The task: Where the data below has the string "airfield", return the whole line.

Stored dataset items:
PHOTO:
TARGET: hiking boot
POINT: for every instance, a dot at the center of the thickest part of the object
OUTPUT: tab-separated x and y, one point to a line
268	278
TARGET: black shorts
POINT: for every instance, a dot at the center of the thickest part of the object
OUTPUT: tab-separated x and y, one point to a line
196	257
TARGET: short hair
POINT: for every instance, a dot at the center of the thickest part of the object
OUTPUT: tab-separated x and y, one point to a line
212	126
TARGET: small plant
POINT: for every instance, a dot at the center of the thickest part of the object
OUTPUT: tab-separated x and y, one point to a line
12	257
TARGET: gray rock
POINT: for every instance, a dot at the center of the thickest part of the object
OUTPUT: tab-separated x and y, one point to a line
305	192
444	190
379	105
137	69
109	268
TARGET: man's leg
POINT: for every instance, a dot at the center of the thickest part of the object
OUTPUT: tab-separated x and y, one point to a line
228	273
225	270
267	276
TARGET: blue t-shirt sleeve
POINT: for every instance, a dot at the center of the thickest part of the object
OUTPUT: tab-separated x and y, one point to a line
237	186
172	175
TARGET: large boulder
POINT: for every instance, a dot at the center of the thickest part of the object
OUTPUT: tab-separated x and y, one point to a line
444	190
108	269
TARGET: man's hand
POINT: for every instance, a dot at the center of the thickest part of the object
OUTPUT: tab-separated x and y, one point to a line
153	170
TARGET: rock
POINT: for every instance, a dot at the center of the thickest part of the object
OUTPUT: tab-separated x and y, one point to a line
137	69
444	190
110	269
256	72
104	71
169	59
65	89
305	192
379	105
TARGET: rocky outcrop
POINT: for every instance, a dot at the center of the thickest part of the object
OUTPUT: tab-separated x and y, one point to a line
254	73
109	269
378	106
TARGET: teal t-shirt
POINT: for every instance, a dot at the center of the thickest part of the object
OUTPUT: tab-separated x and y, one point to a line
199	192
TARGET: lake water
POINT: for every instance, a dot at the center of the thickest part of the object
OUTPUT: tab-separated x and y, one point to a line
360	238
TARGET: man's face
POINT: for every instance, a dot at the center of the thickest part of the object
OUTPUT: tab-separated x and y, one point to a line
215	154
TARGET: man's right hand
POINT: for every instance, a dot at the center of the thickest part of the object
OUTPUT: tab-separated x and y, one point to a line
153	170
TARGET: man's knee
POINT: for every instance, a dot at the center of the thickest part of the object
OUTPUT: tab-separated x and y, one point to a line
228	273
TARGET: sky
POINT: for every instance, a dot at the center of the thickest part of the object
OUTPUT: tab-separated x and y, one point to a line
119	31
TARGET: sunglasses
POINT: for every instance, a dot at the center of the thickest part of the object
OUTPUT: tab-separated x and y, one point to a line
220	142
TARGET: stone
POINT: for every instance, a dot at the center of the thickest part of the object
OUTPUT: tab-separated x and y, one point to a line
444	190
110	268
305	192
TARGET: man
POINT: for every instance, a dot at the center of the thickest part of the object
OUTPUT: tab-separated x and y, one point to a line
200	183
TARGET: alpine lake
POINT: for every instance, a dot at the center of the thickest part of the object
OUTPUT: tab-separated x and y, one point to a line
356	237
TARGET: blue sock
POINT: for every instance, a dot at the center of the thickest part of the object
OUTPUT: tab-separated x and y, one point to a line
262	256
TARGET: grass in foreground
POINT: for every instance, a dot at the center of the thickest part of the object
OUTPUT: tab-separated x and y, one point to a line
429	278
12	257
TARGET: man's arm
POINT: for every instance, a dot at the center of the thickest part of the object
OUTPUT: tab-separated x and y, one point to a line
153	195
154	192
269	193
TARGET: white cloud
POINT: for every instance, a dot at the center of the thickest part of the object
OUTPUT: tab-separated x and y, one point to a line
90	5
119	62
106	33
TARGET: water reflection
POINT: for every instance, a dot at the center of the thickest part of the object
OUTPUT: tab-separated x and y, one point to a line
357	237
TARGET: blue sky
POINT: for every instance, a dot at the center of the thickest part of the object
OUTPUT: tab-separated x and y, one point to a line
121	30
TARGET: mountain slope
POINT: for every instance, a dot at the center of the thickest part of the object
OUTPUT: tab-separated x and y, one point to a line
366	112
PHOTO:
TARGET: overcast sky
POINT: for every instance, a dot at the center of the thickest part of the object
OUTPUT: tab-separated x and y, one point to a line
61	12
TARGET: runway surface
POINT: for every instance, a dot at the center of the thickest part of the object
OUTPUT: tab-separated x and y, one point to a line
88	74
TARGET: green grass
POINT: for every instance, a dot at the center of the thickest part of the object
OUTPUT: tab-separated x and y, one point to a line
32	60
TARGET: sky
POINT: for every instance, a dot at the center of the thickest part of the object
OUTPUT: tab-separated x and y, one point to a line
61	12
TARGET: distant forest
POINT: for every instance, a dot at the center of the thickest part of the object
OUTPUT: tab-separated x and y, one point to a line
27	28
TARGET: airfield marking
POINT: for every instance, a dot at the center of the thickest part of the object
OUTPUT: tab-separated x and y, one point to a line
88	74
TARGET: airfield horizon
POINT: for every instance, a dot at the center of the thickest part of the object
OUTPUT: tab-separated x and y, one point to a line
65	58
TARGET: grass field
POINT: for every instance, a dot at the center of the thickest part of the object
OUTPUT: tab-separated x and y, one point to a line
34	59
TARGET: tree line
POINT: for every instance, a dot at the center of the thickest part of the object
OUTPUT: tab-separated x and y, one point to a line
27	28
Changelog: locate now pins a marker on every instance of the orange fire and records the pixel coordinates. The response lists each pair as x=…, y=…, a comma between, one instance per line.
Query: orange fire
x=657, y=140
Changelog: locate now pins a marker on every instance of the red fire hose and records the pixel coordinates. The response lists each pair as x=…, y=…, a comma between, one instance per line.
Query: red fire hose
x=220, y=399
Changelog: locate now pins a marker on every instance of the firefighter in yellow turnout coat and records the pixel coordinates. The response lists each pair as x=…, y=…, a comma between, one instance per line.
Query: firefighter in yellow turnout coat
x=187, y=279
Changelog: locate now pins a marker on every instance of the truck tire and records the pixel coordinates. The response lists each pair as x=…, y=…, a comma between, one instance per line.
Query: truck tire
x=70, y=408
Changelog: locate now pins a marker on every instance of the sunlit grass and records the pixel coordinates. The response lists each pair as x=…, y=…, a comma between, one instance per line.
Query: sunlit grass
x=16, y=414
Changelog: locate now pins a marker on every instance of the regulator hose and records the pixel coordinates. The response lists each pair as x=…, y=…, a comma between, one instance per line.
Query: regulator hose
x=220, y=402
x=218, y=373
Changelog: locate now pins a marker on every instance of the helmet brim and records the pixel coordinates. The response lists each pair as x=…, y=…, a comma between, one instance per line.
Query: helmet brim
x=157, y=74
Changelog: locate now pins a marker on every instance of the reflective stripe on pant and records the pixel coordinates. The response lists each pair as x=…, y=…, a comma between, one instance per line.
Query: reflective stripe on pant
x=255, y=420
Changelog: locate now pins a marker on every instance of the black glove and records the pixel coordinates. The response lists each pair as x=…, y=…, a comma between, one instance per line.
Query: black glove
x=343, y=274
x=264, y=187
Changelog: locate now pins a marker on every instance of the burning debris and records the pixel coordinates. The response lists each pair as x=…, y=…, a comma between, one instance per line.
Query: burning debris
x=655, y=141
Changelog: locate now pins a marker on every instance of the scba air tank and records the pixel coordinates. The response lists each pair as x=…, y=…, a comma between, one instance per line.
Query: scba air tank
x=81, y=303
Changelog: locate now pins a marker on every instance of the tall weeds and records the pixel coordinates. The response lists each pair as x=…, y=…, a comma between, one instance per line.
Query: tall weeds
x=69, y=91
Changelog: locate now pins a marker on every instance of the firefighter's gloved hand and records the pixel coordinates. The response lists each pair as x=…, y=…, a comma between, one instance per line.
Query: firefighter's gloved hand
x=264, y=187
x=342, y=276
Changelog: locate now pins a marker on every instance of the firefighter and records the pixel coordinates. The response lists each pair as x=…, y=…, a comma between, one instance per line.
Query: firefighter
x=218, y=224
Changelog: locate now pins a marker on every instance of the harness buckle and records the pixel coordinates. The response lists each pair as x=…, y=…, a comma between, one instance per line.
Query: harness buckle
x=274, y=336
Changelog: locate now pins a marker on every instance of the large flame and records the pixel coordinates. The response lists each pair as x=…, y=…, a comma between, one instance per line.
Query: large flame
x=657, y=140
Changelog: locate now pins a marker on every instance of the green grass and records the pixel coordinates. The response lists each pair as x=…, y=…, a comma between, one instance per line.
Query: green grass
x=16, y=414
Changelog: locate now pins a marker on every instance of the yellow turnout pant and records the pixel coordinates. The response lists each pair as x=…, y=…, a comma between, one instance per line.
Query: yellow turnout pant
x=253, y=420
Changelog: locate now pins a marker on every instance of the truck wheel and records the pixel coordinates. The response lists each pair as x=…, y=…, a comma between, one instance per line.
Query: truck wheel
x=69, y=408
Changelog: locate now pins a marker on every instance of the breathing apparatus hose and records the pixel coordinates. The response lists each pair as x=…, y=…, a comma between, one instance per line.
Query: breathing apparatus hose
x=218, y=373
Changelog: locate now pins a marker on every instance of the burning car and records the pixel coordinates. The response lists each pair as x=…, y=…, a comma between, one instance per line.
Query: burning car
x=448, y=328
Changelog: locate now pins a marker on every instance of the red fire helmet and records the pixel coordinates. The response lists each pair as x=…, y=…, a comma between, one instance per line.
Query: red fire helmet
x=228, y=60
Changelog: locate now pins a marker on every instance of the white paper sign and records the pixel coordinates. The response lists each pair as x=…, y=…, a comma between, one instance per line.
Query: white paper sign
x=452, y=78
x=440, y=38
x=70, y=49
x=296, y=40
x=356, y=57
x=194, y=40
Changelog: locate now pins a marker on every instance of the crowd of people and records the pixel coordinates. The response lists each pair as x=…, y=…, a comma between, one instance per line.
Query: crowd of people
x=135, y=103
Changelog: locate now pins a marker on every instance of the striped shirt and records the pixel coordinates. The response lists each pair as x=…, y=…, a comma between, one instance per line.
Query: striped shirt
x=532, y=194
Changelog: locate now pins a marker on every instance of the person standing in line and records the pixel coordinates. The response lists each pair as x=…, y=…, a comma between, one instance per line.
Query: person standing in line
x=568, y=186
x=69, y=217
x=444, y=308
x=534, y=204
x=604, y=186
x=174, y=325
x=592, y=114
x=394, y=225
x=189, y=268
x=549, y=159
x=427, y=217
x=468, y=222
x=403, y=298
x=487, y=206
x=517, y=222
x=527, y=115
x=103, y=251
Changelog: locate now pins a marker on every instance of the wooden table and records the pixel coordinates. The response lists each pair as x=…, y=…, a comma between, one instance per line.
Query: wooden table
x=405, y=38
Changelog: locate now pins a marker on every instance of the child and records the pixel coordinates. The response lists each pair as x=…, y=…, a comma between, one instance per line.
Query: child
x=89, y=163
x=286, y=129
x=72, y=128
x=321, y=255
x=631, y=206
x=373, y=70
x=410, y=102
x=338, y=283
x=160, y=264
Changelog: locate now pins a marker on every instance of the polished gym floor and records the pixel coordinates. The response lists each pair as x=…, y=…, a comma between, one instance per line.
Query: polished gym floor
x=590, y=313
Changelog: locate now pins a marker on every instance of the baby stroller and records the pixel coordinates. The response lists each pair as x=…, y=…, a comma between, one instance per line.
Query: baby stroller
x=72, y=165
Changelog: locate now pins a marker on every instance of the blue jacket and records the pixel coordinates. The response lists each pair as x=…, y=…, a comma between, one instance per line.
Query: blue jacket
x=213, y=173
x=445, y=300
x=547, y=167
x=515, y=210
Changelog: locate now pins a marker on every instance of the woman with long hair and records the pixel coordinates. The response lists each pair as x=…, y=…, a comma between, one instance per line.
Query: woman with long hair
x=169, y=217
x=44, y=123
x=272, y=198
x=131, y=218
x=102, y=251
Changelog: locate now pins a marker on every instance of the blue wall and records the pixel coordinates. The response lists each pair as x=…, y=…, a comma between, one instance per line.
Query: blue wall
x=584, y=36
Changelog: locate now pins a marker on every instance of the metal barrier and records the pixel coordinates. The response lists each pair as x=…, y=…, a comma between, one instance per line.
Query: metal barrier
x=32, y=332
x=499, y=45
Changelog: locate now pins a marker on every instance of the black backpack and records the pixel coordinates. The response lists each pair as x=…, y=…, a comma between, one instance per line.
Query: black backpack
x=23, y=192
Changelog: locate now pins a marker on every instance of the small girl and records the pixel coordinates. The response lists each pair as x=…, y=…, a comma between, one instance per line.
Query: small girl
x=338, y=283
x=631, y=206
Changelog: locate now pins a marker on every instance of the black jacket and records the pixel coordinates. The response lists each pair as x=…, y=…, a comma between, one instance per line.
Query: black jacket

Answer box:
TARGET: airfield marking
TARGET: airfield horizon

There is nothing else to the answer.